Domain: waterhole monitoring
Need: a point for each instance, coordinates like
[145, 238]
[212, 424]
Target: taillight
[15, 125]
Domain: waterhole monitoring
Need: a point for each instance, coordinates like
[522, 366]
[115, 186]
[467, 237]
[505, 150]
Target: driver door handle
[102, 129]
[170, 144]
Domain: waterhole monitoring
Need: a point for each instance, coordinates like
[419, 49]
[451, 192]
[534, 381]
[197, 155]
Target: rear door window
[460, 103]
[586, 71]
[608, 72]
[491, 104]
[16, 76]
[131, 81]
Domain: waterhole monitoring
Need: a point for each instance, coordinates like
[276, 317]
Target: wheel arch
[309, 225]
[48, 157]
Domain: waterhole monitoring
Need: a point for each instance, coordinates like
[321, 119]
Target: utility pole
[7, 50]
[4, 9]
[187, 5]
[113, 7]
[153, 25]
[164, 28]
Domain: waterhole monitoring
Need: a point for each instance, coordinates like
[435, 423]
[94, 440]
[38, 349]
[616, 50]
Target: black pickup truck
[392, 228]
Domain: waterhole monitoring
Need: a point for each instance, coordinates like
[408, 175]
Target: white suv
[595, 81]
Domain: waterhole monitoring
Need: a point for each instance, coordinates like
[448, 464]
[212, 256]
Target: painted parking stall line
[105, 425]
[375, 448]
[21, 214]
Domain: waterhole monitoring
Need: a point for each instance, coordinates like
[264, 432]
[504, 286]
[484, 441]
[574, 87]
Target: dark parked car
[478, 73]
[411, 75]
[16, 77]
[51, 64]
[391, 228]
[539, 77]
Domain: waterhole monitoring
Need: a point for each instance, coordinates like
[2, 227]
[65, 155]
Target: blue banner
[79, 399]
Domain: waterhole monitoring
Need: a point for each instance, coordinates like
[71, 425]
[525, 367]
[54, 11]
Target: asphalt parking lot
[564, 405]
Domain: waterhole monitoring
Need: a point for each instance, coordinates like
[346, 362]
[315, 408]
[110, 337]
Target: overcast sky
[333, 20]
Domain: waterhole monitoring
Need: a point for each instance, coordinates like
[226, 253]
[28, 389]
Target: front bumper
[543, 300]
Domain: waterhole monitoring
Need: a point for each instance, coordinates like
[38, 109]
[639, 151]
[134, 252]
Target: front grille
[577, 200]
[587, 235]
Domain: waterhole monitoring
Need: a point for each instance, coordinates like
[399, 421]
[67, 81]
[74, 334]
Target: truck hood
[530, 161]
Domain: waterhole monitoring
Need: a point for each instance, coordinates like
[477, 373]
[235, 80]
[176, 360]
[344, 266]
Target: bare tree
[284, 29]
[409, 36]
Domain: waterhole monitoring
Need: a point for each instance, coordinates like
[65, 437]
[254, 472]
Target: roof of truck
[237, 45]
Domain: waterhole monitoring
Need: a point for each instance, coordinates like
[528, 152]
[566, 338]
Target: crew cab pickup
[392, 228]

####################

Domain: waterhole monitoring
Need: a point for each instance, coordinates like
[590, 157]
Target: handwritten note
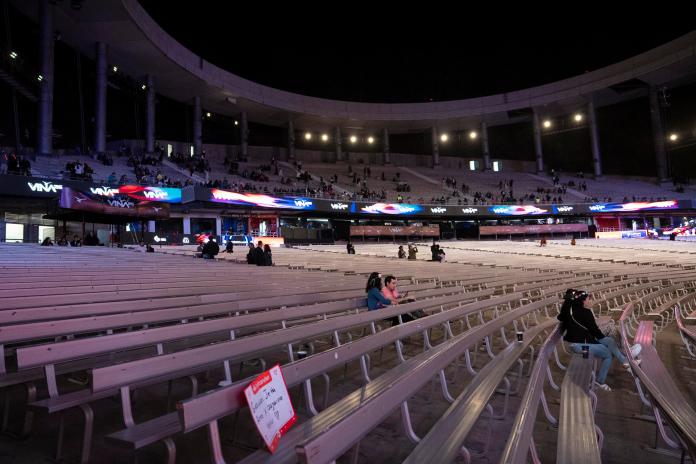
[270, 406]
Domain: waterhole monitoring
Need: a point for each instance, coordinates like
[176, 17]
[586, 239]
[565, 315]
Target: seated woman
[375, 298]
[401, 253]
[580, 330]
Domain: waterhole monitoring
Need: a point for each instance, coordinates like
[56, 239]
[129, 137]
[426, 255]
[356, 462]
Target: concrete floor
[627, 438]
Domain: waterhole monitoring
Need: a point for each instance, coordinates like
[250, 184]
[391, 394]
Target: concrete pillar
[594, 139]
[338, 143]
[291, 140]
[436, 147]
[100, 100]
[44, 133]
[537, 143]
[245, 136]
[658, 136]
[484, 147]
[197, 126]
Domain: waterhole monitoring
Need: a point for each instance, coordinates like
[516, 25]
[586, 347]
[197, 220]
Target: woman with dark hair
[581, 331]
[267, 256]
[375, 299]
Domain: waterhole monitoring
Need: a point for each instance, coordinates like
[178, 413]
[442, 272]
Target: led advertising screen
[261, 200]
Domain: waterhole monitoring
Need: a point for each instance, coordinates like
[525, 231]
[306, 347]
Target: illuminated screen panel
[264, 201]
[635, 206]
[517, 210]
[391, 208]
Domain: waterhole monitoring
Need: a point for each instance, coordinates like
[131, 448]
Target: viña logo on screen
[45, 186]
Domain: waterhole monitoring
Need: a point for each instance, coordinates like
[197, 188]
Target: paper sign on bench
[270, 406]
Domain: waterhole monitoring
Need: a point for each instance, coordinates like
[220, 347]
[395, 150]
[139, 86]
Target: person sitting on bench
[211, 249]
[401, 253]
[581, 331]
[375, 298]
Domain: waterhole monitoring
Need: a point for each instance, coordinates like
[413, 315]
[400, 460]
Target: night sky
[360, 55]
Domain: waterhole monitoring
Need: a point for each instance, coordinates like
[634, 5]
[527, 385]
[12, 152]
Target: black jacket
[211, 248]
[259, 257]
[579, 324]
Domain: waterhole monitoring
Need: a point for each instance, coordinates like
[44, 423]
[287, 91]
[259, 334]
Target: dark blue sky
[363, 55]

####################

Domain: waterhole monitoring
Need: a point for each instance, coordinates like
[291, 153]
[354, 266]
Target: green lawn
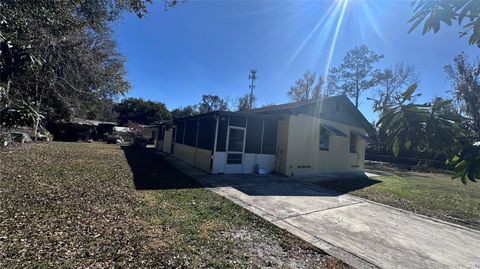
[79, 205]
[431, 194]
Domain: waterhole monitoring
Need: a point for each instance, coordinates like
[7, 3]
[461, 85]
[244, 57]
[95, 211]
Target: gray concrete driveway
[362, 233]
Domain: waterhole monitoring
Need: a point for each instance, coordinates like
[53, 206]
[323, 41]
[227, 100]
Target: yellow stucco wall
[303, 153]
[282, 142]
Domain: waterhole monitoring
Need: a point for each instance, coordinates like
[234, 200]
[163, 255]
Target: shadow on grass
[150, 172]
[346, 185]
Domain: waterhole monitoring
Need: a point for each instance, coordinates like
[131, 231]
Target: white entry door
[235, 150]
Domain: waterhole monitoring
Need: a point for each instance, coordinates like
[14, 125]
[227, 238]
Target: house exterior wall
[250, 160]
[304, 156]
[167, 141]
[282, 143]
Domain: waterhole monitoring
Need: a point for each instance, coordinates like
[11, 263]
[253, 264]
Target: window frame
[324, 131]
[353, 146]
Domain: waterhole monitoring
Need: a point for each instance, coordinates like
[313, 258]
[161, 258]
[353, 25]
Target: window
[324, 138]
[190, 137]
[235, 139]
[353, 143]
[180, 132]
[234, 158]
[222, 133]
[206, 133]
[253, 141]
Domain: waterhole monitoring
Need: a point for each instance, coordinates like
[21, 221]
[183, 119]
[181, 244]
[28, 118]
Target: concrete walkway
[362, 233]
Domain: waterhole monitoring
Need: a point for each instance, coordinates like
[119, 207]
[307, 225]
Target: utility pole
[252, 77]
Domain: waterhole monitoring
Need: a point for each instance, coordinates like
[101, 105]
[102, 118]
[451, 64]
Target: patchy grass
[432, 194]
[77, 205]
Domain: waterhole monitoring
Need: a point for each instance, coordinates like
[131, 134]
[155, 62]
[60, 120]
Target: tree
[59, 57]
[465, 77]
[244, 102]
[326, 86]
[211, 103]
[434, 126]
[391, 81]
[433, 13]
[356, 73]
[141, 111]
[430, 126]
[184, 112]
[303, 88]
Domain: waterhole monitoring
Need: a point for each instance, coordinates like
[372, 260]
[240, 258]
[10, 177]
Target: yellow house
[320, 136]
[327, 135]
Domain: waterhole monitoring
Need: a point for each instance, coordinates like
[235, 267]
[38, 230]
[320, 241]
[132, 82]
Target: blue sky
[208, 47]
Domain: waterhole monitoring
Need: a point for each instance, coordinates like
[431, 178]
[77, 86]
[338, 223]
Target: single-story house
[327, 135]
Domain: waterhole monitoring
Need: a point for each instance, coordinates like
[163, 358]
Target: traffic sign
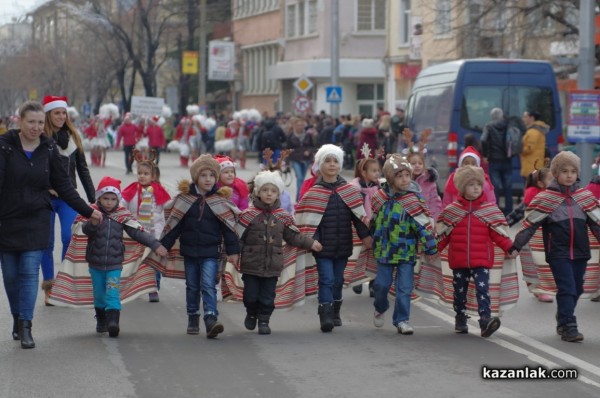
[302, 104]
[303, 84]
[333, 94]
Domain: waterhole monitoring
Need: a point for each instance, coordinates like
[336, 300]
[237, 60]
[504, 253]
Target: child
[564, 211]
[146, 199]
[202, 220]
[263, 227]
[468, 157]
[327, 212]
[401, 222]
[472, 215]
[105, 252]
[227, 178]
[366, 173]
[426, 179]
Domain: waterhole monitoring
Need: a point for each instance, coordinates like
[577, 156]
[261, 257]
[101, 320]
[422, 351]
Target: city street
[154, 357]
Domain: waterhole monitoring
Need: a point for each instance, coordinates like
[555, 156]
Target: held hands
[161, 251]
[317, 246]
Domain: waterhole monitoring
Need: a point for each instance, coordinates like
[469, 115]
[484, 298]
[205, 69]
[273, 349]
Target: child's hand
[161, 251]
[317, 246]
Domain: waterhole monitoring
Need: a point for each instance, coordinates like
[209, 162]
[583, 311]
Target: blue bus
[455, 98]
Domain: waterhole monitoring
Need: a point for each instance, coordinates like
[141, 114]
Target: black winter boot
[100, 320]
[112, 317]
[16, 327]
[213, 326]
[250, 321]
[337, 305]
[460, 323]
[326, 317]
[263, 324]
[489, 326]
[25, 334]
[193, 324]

####################

GIVEN PROBLEM:
Find each line in the records above that contains the word "woman", and copy every one of those lines.

RESULT:
Target: seated woman
Target: woman with dark hair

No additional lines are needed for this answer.